Short exercise -> Pick out every line in the records below that contains the word "building", and copy each one in full. Match case exactly.

Material shown ->
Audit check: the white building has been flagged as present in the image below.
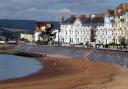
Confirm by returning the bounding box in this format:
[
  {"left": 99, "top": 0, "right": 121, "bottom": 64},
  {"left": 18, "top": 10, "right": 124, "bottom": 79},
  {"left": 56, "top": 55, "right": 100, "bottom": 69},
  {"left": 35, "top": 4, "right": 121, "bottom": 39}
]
[
  {"left": 103, "top": 10, "right": 115, "bottom": 44},
  {"left": 59, "top": 15, "right": 90, "bottom": 44}
]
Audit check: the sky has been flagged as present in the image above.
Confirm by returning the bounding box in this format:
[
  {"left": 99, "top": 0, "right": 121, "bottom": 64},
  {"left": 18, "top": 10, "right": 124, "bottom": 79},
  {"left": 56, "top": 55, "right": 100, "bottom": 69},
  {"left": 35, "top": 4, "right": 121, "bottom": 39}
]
[{"left": 0, "top": 0, "right": 128, "bottom": 21}]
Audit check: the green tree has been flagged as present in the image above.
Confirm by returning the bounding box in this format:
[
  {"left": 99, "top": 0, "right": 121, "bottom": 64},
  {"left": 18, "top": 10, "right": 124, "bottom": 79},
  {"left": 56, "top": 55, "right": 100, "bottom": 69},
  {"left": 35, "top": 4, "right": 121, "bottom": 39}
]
[{"left": 38, "top": 26, "right": 56, "bottom": 45}]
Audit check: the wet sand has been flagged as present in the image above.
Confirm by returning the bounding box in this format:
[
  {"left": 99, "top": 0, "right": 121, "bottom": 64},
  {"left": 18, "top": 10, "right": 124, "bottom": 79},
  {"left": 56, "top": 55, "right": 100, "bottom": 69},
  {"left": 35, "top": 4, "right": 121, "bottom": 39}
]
[{"left": 0, "top": 56, "right": 122, "bottom": 89}]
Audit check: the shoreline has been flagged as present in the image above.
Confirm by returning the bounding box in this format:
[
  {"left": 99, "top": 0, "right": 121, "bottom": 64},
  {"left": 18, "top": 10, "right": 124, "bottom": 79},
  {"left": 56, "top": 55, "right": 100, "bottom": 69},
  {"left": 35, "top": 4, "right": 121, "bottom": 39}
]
[{"left": 0, "top": 56, "right": 118, "bottom": 89}]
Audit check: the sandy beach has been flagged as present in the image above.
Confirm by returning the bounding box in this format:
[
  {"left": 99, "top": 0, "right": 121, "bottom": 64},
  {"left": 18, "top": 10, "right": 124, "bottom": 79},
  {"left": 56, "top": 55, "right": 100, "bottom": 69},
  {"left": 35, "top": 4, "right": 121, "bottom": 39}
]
[{"left": 0, "top": 56, "right": 123, "bottom": 89}]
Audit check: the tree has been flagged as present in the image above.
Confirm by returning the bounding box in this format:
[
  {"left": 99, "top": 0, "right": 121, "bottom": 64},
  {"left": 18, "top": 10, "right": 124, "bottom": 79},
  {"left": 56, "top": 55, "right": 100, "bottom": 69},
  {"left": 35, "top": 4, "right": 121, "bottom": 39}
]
[
  {"left": 120, "top": 37, "right": 127, "bottom": 47},
  {"left": 38, "top": 25, "right": 56, "bottom": 45}
]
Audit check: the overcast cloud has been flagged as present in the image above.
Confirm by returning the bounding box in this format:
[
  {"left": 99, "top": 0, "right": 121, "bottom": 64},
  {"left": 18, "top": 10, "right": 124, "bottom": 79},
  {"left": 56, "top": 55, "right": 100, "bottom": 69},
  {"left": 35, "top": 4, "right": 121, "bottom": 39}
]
[{"left": 0, "top": 0, "right": 128, "bottom": 21}]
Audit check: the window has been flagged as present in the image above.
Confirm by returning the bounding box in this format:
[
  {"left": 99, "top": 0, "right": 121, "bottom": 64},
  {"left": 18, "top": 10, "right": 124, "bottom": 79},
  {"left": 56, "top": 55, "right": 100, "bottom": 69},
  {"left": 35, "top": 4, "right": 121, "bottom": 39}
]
[
  {"left": 66, "top": 31, "right": 67, "bottom": 35},
  {"left": 70, "top": 38, "right": 72, "bottom": 43},
  {"left": 78, "top": 31, "right": 79, "bottom": 35},
  {"left": 84, "top": 31, "right": 85, "bottom": 35},
  {"left": 78, "top": 38, "right": 79, "bottom": 43},
  {"left": 70, "top": 31, "right": 71, "bottom": 35}
]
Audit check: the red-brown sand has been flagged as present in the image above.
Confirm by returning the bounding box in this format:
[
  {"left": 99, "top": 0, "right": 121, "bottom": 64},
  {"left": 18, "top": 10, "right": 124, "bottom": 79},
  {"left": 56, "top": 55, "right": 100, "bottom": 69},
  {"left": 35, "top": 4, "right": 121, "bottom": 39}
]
[{"left": 0, "top": 56, "right": 121, "bottom": 89}]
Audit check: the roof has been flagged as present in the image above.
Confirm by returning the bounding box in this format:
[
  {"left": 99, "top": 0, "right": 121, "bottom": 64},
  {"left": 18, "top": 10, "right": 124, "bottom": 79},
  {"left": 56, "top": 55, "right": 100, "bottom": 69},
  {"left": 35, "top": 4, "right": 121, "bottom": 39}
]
[
  {"left": 62, "top": 15, "right": 77, "bottom": 24},
  {"left": 106, "top": 9, "right": 114, "bottom": 16},
  {"left": 115, "top": 3, "right": 128, "bottom": 15}
]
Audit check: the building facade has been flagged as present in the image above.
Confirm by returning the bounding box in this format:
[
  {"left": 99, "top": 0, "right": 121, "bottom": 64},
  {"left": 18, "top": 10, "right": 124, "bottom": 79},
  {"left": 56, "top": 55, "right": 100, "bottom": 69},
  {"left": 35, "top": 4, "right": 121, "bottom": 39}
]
[
  {"left": 114, "top": 3, "right": 128, "bottom": 44},
  {"left": 59, "top": 15, "right": 90, "bottom": 45},
  {"left": 102, "top": 10, "right": 115, "bottom": 45}
]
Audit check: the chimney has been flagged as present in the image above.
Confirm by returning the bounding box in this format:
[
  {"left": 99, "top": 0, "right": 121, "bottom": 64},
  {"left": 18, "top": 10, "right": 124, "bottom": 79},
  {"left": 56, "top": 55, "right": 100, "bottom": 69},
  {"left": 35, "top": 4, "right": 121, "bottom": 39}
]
[
  {"left": 61, "top": 16, "right": 64, "bottom": 23},
  {"left": 71, "top": 15, "right": 75, "bottom": 17},
  {"left": 79, "top": 15, "right": 86, "bottom": 19}
]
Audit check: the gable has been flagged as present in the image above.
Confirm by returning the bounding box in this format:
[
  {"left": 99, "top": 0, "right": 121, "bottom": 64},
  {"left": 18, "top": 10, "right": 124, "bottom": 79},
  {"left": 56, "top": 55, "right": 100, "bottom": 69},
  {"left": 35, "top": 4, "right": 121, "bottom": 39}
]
[{"left": 73, "top": 19, "right": 82, "bottom": 27}]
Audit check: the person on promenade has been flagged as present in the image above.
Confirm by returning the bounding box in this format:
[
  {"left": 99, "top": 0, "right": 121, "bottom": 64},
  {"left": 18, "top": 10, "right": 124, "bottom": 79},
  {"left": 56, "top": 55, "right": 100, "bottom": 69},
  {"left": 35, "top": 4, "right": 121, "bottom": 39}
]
[{"left": 90, "top": 55, "right": 95, "bottom": 63}]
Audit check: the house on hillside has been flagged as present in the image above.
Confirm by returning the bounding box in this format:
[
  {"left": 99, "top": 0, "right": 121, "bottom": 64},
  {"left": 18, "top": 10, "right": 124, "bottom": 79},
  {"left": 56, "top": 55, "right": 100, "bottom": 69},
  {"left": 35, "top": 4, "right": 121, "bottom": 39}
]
[
  {"left": 114, "top": 3, "right": 128, "bottom": 44},
  {"left": 34, "top": 22, "right": 59, "bottom": 44},
  {"left": 59, "top": 14, "right": 104, "bottom": 47},
  {"left": 103, "top": 10, "right": 115, "bottom": 45},
  {"left": 59, "top": 15, "right": 90, "bottom": 45}
]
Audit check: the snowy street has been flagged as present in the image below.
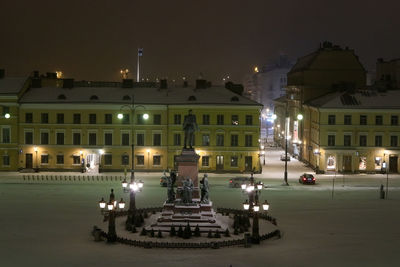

The completed task ->
Audit check: the white building has been flagged as present in the image below.
Audit check: the building facade has been flagged as present in the image above.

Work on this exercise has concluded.